>> begin Stored rows
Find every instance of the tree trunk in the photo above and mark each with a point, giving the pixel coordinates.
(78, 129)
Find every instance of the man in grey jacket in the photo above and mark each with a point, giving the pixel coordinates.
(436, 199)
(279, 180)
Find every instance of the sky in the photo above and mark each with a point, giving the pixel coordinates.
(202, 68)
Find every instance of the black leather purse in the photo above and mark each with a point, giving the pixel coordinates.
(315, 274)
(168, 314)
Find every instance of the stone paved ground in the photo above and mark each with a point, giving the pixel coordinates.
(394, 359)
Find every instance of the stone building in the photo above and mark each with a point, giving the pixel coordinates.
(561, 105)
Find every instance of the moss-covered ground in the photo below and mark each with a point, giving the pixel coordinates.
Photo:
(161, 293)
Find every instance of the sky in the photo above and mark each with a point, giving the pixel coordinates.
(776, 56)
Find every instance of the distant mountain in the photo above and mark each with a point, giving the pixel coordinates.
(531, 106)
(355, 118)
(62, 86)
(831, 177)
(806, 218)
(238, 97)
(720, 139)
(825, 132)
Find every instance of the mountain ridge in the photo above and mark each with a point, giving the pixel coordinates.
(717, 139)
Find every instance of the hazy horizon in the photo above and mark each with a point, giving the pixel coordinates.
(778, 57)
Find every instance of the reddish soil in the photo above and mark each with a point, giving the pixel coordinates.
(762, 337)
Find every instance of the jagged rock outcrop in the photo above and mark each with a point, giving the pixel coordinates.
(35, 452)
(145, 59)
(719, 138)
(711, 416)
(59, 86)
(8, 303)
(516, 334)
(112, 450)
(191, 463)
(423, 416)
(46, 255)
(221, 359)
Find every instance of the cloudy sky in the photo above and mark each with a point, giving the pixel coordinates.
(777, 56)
>> end Stored rows
◆ Task statement
Retype every one of the records above line for line, with no changes.

◆ Response to this task
Find every instance of the tree trunk in the photo above and mark each with a point, giving the pixel coordinates.
(78, 129)
Find every instance of the man in grey jacket in the photo above and mark each with a point, giving the pixel coordinates.
(436, 199)
(279, 180)
Find every instance of the sky in the photo above and mark each with a point, giving the pixel coordinates.
(202, 68)
Find every instance of the black leather purse in the photo above and mark each with a point, giving the pixel coordinates.
(315, 274)
(168, 314)
Find every instance of the stone paved ground in the photo above and mark each with a point, giving the pixel coordinates.
(394, 359)
Find every instance of the stone building in the photo above and mark each with a point, giving the pixel coordinates.
(561, 105)
Find every instance of the moss-covered ground in the photo below and mark each with a point, giving the pixel coordinates.
Photo:
(161, 293)
Find every instance of the sky in the photo above and mark each with a point, giving the pixel coordinates.
(776, 56)
Find every instance of the distant mountain in the photo above and mark each with a point, giving the pixel coordinates.
(531, 106)
(355, 118)
(62, 86)
(831, 177)
(806, 218)
(238, 97)
(720, 139)
(825, 132)
Find every instance of the mountain ridge in the photo above and mark each with a point, giving the pixel coordinates.
(717, 139)
Find every instance of the hazy horizon in the photo above and mark each with a point, giving the pixel coordinates.
(778, 57)
Find every instance of the reddish soil in the photo above and mark each with a point, giving the pixel coordinates.
(762, 337)
Find every instance of the jagged rock outcrop in the photo above and mark each with a point, giving the pixel coordinates.
(35, 452)
(145, 59)
(719, 138)
(711, 416)
(59, 86)
(8, 303)
(516, 334)
(112, 450)
(191, 463)
(423, 416)
(46, 255)
(221, 359)
Find every instance of the cloudy sky in the photo above and mark each with a point, giving the pixel coordinates.
(777, 56)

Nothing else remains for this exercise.